Diomar Gonzalez Serrano, psychologue, Master en Psychanalyse (Université de Paris 8), secrétaire générale adjointe de l'iriv

Détours, parcours du désir

On associe le détour à un parcours ou un chemin qui erre vers une chose plutôt que d’en approcher directement, qui s’éloigne du chemin le plus direct pour se rendre à un endroit donné. Cette dynamique, dans un cadre psychanalytique, se questionne sur le rapport au désir et ses voies pour atteindre l’objet du désir. Mais dans quel cas peut-il y arriver ? Pour y répondre, nous nous appuierons sur certains éléments que la psychanalyse apporte sur le désir et ses parcours. 

Reprenons la théorie de Freud sur le désir et ses objets. Le désir du sujet vient de la rencontre de l’enfant – lorsqu’il est le plus démuni - avec la personne qui lui prodigue soins, tendresse, protection et amour, c'est-à-dire, en général, la mère. Postérieurement, la libido cherchera à retrouver cette première trace de satisfaction (1). Cependant cette quête sera insatisfaite car il n’obtiendra pas la répétition de sa première expérience, car elle est impossible à répéter et en conséquence, elle est introuvable (2). C’est pour cela que cette expérience est considérée comme quasi mythique.

Freud parle de la pulsion comme d’une énergie libidinale qui se déplace, grandit et cherche à se libérer, à s’exprimer. Or cette énergie agite le corps et prend le pas sur l’émergence du choix de l’objet de satisfaction sexuel et d’amour. L’objet d’amour est choisi pour se substituer à la personne qui lui a donné les premiers soins, la mère ; sinon il cherchera cette satisfaction dans sa propre personne, devenue objet narcissique. Plus tard, Freud a formalisé les origines du désir, comme étant la conséquence de l’opération psychique concomitante entre le complexe d’Œdipe et le complexe de castration.

====

(Exercice proposé 1): Relevez toutes les lignes de la liste ci-dessous qui contiennent le mot « below ».

====

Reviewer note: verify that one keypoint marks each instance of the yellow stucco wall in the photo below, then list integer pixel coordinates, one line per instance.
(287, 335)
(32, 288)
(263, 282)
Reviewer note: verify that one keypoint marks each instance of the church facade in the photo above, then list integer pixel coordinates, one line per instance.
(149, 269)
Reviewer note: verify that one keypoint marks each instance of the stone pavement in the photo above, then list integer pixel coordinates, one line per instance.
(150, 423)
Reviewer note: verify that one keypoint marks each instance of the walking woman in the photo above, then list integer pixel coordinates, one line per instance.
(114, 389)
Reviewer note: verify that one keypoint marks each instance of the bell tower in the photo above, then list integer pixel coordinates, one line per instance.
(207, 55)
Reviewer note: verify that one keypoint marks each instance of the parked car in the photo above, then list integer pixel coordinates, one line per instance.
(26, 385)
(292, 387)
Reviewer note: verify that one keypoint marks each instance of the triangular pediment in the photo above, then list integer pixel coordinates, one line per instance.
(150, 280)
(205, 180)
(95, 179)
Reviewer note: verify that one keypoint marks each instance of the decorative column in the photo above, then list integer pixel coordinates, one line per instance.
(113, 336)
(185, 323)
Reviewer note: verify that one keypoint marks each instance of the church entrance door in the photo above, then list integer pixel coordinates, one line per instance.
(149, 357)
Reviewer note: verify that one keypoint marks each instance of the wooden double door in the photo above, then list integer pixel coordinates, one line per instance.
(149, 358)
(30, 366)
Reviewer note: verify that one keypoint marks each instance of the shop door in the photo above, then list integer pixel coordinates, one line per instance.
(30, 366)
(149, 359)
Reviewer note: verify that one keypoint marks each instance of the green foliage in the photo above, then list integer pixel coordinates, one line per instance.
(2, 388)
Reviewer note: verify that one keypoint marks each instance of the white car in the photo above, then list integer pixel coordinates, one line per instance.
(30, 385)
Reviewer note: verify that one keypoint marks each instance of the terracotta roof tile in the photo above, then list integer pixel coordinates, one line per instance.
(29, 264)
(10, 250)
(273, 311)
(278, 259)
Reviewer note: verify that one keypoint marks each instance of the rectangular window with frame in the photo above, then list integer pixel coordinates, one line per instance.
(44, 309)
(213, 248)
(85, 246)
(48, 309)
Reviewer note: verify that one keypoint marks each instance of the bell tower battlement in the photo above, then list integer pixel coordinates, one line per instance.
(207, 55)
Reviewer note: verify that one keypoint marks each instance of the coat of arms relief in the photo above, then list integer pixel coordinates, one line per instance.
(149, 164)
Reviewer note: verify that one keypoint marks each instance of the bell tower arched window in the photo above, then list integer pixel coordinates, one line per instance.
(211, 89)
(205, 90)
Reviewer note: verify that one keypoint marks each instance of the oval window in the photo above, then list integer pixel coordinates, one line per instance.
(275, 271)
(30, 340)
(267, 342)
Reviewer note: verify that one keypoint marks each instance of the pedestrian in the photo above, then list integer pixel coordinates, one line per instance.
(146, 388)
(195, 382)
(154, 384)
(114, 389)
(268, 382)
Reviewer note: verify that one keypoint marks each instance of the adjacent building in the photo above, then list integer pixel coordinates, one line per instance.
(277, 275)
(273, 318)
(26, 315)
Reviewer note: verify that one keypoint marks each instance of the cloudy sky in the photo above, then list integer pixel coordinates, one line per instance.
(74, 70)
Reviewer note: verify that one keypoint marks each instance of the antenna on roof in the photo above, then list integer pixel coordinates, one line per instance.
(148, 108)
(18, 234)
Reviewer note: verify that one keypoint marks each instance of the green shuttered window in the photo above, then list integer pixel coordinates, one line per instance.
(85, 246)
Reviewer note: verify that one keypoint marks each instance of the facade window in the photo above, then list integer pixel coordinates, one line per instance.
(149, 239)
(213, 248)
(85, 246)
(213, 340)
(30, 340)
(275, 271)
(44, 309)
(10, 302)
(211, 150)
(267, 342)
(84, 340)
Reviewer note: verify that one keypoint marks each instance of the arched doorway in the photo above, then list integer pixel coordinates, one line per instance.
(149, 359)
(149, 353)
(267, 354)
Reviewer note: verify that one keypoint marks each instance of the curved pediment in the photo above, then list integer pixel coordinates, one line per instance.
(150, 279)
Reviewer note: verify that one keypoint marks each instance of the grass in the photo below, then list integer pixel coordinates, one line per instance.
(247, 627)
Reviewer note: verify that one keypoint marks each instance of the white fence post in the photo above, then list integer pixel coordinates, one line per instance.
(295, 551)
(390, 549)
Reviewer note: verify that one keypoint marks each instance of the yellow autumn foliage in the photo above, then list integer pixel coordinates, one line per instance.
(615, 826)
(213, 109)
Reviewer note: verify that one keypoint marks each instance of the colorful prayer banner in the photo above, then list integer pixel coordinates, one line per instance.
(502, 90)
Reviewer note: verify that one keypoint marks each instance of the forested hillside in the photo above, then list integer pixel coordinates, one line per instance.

====

(Exercice proposé 2): Selon le texte sur le détour et le désir, quelle personne prodigue en général à l'enfant soins, tendresse, protection et amour ?

(Réponse rédigée 1):
Reviewer note: verify that one keypoint marks each instance of the yellow stucco wall in the photo below, then list integer pixel coordinates, one line per instance.
Reviewer note: verify that one keypoint marks each instance of the grass in the photo below, then list integer pixel coordinates, one line per instance.

(Réponse rédigée 2): En général, la mère.